- **EXERCISE INSTRUCTIONS**:
(a) In the forum thread on investing in regional Victoria, what annual growth rate is listed for Geelong?
(b) Copy the forum thread on investing in regional Victoria from "Keep in mind when" up to and including "they have bought.".

Regional Vic

Just after some advice, where do you think the best place would be to invest in a House under $150k in Regional Vic?
Places i've been researching

Ballarat
Bendigo
Moe
Sale
Traralgan
Shepparton
Bairnsdale
Morwell
Wangaratta
Horsham
Warrnambool
Geelong (Corio & Norlane)


Cheers
RT
 
If you have to go regional, my choice would be Geelong (its near water - always good for CG) and only a 1 hr commute to MEL.
Also you've got Avalon airport not far away.
 
RT, this thread has Victorian Median House Prices for decade of 1997-2007, plus growth per annum..

http://www.news.com.au/heraldsun/files/median house prices by suburb.pdf

I invest in real estate, some of it is near water, some of it isn't, and some of it was and it evaporated.:)

My regional investing has been kind to me, in many of the places I also bought well so it's double kindness.;)

It is, or will be up to the individual, (investing), what your situation is, circumstances, wants from investing, the financial fuzzy wuzzies, for me it was affordable entry into property in areas that I know inside out, having lived in or am in frequently..as a smarter person than me said, "there can be diamonds in your own backyard"

I have some older statistics as well as the decade 97-07, they are 94-05, so will throw those in too.


Bairnsdale (is close by water).......Change in median house prices 94-05: 115%.....97-07: 147%....growth P/Annum: 9.5%

Ballarat(had a lake or two, does that count?) ..........change in median house prices for 94-05: 153%.....97-07: 176% Growth P/Annum: 10.7%

Bendigo...........138%...........170%...........10.4%

Moe............69%..............141%...............9.2%

Sale..............126%.............153%.........9.7%

Traralgon............115%...........178%..........10.8%

Shepparton(something to do with the mighty Murray river)............99%.........132%...........8.8%

Morwell..............95%..........184%..............11%

Wangaratta...........92%..........148%..............9.5%

Horsham...............88%..........88%...............6.5%

Warrnambool (Has a sea nearby :) ).....145%.......169%.......10.4%

Geelong.......175%..........198%..............11.6%

Corio ..........106%.............154%...........9.8%

Norlane..........125%...........168%............10.4%

Mildura also on the Murray.....94%..........126%............8.5%

So there is a little something to throw in the regional investing diligence kitbag.

Keep in mind when I first started investing in regional Vic I had no idea of these stats, it didn't matter, I knew Bendigo over years, I knew it to be spreading out, developing, getting bigger and even more interesting. I knew that it was difficult to get a rental property...through my experiences and family trying to rent there. I knew it had many industries, I knew it to be reasonably close to Melbourne. Keep in mind Melbourne is not where the sun rises and sets for investing. Everyone has different circumstances/goals/wants and needs and knowledge...there are a lot of investors investing in regional cities and towns, chasing the deal and good deals....some of them are local investors, investing in their backyards, and some are from metro areas/interstate, some haven't even clapped eyes on what they have bought.

Make no mistake investors do invest in regional areas, and do it quite successfully.

- **RECORD EXCERPTS**:
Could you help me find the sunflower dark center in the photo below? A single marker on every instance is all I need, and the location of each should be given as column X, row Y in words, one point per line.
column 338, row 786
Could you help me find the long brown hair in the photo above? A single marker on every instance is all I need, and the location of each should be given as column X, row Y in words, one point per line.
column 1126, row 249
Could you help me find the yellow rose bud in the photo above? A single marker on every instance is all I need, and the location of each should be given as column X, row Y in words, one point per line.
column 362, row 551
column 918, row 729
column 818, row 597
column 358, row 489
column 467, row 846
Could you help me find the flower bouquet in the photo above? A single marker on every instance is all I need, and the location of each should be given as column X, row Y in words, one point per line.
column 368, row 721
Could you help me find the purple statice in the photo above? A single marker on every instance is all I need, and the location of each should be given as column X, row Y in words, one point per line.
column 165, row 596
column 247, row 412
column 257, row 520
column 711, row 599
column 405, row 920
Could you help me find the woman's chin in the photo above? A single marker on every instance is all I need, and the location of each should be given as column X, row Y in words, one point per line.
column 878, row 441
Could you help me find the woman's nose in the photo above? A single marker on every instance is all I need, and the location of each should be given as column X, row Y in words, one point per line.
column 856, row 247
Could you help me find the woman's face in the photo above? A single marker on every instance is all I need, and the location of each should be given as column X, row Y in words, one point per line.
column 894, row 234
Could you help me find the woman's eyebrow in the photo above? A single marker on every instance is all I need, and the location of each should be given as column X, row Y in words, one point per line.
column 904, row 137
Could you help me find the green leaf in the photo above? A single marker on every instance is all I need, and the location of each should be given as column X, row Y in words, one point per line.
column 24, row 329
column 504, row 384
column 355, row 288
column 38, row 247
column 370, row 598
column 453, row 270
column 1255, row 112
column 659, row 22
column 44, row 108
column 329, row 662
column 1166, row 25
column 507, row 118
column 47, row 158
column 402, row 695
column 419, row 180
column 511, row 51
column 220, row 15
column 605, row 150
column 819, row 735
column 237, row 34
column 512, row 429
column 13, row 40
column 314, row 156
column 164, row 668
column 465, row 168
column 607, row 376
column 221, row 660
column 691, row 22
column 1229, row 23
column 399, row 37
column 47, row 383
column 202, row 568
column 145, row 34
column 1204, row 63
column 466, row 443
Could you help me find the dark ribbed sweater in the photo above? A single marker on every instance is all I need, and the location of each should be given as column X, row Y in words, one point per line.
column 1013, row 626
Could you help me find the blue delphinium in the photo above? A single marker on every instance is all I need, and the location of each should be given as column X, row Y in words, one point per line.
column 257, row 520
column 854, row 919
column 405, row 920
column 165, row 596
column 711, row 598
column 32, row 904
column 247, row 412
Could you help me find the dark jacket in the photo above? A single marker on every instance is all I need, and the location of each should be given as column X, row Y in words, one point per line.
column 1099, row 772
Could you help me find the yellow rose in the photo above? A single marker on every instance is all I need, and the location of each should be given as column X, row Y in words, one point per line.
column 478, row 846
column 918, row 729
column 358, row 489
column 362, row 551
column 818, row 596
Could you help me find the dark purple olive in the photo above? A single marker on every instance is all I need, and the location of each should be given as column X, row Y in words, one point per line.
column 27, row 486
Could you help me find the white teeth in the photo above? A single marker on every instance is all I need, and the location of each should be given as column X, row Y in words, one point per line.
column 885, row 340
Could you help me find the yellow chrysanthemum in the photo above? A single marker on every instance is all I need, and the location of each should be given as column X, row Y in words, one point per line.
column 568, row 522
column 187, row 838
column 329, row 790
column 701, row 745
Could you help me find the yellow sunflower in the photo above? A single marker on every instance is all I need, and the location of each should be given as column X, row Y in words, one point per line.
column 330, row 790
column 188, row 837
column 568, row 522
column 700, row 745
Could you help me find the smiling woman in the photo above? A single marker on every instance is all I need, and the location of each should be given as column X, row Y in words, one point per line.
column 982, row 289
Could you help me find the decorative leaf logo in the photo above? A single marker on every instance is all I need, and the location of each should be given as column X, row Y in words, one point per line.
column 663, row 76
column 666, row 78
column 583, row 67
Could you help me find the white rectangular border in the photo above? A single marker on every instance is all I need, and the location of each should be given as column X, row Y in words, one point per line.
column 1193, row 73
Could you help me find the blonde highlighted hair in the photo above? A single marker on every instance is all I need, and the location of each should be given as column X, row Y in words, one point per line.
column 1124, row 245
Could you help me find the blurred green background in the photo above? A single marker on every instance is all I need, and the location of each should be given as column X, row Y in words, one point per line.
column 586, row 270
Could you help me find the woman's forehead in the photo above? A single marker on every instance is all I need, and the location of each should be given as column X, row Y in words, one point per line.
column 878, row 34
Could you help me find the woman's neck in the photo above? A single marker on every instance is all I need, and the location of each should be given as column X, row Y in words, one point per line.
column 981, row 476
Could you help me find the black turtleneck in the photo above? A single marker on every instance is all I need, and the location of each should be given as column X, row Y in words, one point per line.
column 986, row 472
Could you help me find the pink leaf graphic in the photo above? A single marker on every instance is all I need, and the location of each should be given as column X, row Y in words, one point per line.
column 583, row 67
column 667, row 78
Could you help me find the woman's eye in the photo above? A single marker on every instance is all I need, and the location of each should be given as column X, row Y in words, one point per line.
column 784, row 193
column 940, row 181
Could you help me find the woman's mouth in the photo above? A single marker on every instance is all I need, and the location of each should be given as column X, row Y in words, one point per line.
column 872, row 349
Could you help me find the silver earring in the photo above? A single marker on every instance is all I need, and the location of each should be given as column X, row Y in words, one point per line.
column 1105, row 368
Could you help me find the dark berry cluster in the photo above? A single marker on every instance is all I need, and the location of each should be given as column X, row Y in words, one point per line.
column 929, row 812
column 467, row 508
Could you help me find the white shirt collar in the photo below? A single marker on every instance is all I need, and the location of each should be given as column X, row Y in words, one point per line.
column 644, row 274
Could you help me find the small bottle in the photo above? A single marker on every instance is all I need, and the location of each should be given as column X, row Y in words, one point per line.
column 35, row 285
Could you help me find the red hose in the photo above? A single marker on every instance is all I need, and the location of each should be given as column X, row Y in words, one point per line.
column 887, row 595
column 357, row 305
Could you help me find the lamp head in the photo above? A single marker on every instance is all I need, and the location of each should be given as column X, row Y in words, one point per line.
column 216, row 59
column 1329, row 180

- **TASK SOLUTIONS**:
(a) 11.6%

(b)
Keep in mind when I first started investing in regional Vic I had no idea of these stats, it didn't matter, I knew Bendigo over years, I knew it to be spreading out, developing, getting bigger and even more interesting. I knew that it was difficult to get a rental property...through my experiences and family trying to rent there. I knew it had many industries, I knew it to be reasonably close to Melbourne. Keep in mind Melbourne is not where the sun rises and sets for investing. Everyone has different circumstances/goals/wants and needs and knowledge...there are a lot of investors investing in regional cities and towns, chasing the deal and good deals....some of them are local investors, investing in their backyards, and some are from metro areas/interstate, some haven't even clapped eyes on what they have bought.